DESCRIPTION OF THE TASK:
List each line of the items below that contains the string "player". Case counts.

──────── DATA SUPPLIED ────────

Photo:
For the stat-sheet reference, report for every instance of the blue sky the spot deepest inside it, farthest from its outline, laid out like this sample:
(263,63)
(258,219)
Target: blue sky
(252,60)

────────
──────── DATA SUPPLIED ────────

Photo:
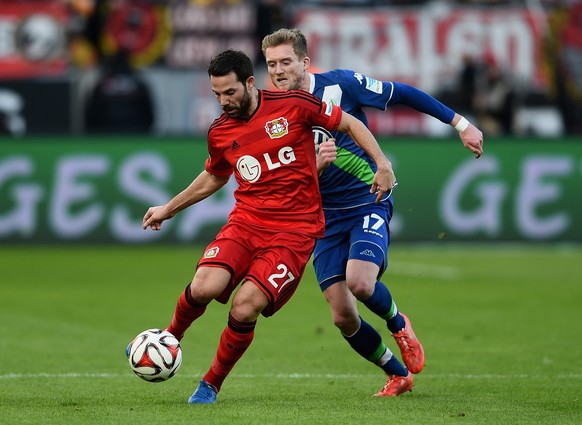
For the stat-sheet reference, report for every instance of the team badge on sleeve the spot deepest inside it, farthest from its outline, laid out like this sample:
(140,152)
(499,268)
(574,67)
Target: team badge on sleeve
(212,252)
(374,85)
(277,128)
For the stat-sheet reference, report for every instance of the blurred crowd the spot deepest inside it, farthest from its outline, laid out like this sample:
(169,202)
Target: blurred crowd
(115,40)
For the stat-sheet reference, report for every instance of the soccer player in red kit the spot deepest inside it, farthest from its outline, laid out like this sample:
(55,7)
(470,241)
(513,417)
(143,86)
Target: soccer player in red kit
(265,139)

────────

THE ANSWER:
For the stat-sheet reference, report for every instance of the soccer player in red kit the spot deepest inside it, farthest from its outline, laid out like this sample:
Target: soccer player in red kit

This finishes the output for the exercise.